Your task is to write out exactly the lines of the listing below, from the first down to the line that holds "Where within the image shown above has the thermal".

--------------------------------------------------

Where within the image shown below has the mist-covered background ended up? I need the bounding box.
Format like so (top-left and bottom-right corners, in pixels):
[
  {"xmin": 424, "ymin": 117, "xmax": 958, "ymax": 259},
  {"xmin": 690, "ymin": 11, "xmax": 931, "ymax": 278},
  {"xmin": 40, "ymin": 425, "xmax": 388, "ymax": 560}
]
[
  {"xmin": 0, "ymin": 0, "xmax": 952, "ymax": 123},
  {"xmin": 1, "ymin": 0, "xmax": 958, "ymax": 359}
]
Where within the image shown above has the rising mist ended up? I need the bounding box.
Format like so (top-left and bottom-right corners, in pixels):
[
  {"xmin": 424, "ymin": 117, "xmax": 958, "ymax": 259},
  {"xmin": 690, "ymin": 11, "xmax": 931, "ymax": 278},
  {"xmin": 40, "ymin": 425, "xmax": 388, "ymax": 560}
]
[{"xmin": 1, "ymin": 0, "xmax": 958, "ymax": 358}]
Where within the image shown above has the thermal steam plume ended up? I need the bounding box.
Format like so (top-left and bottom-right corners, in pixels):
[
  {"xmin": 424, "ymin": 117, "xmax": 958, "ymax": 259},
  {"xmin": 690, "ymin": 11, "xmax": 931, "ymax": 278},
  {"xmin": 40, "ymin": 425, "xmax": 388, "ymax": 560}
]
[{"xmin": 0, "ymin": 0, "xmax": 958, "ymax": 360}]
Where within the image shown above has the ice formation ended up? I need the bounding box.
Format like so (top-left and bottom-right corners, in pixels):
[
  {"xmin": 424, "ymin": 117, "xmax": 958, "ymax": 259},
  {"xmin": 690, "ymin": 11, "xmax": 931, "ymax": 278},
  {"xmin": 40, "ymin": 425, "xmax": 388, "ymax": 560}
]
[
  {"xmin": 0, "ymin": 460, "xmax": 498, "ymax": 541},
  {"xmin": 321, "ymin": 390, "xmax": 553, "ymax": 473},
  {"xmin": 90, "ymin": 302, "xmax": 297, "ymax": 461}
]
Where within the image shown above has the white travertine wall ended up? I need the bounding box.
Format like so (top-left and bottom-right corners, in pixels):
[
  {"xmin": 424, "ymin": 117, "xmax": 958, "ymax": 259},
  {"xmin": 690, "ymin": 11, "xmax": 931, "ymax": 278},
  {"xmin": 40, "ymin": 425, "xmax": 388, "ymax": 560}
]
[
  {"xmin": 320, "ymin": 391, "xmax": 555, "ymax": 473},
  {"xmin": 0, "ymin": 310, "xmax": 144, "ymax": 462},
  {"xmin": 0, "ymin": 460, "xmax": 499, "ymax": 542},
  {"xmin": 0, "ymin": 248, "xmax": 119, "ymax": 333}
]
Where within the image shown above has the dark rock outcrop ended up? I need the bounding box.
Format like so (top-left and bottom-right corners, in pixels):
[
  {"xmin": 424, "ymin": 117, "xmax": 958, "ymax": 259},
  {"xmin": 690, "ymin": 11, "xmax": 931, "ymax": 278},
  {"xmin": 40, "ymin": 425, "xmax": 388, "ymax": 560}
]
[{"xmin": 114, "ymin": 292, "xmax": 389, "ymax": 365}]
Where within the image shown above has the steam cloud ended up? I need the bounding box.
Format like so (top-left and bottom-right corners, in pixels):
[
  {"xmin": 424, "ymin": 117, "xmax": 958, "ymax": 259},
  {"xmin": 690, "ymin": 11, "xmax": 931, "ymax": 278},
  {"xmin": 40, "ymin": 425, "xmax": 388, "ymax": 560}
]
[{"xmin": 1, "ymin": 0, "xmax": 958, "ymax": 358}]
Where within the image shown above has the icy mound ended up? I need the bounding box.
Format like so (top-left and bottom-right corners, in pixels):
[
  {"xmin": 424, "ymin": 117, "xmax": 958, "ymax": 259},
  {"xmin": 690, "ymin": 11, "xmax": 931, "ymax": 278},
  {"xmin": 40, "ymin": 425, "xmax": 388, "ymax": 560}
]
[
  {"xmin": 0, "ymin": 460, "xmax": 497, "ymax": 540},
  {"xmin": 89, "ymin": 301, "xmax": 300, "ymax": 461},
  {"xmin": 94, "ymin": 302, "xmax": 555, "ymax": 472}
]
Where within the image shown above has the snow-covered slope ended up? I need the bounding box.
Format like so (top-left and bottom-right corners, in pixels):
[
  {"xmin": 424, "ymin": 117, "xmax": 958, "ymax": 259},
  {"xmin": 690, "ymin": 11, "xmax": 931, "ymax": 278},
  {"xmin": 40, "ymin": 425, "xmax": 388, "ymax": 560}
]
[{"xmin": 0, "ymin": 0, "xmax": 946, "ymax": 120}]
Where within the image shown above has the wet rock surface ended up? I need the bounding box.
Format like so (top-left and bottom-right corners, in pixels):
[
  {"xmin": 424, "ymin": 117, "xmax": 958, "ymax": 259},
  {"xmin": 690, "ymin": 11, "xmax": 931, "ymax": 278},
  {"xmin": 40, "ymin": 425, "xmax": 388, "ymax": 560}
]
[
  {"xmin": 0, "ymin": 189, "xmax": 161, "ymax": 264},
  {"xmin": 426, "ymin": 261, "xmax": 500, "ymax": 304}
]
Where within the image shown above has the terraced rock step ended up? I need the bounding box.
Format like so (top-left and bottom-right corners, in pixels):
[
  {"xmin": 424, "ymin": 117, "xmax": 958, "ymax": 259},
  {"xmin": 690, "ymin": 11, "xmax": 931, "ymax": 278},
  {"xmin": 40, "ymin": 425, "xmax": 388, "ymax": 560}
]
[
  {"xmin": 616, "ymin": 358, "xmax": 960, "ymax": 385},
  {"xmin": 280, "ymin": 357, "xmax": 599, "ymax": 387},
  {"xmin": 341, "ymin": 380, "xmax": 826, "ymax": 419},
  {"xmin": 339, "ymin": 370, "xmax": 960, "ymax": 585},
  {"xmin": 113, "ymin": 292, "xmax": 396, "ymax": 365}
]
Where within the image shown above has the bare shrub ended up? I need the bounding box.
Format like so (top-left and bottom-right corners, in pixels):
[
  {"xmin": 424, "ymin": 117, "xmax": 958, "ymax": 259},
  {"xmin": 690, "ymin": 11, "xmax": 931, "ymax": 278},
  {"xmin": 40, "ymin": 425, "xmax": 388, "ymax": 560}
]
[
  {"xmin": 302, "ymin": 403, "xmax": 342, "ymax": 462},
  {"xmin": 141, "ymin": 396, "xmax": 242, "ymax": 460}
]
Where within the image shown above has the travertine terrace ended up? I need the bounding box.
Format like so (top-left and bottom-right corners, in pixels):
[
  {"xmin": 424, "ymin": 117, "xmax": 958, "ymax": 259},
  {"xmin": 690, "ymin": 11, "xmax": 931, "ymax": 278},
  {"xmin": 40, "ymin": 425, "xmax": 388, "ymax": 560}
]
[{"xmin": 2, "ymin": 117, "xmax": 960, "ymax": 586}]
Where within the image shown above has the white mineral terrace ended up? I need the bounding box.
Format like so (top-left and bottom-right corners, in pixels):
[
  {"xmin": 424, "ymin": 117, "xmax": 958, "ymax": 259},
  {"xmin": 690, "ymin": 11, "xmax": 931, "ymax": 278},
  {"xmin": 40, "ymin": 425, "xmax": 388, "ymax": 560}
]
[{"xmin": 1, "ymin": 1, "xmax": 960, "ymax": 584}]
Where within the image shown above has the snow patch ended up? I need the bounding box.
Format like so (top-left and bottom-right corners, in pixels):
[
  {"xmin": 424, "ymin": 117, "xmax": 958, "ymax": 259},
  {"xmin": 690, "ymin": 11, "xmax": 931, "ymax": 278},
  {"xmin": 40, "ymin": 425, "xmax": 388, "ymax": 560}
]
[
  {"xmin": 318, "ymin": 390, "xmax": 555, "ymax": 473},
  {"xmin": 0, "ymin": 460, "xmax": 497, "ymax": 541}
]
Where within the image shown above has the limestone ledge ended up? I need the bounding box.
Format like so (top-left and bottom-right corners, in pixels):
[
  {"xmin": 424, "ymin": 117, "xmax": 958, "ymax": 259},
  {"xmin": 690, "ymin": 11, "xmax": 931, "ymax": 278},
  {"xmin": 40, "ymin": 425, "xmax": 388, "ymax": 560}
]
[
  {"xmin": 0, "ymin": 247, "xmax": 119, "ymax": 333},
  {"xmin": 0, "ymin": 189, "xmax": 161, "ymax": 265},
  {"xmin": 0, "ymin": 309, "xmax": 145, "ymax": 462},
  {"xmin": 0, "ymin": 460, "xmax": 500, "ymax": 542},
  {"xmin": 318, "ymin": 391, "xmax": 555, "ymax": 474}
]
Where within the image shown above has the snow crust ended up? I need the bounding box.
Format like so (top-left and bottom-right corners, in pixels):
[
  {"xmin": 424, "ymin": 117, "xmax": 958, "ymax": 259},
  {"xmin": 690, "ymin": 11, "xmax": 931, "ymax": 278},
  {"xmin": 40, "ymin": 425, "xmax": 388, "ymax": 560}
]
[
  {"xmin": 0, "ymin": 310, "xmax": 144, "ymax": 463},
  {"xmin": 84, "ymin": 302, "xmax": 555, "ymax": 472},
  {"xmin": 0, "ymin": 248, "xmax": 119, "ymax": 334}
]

--------------------------------------------------

Worked solution:
Where within the image shown below has the mist-covered background ended up? I need the bounding box.
Format like so (top-left and bottom-right corners, in pixels):
[
  {"xmin": 424, "ymin": 117, "xmax": 958, "ymax": 259},
  {"xmin": 690, "ymin": 11, "xmax": 931, "ymax": 278},
  {"xmin": 40, "ymin": 425, "xmax": 388, "ymax": 560}
]
[
  {"xmin": 0, "ymin": 0, "xmax": 952, "ymax": 123},
  {"xmin": 1, "ymin": 0, "xmax": 958, "ymax": 359}
]
Where within the image shown above has the rising mist ended up? I need the bounding box.
Format like so (top-left and bottom-right corners, in pixels):
[
  {"xmin": 424, "ymin": 117, "xmax": 958, "ymax": 259},
  {"xmin": 690, "ymin": 11, "xmax": 931, "ymax": 278},
  {"xmin": 40, "ymin": 425, "xmax": 388, "ymax": 560}
]
[{"xmin": 1, "ymin": 0, "xmax": 958, "ymax": 358}]
Where within the image shown above has the thermal steam plume ended up? I need the bounding box.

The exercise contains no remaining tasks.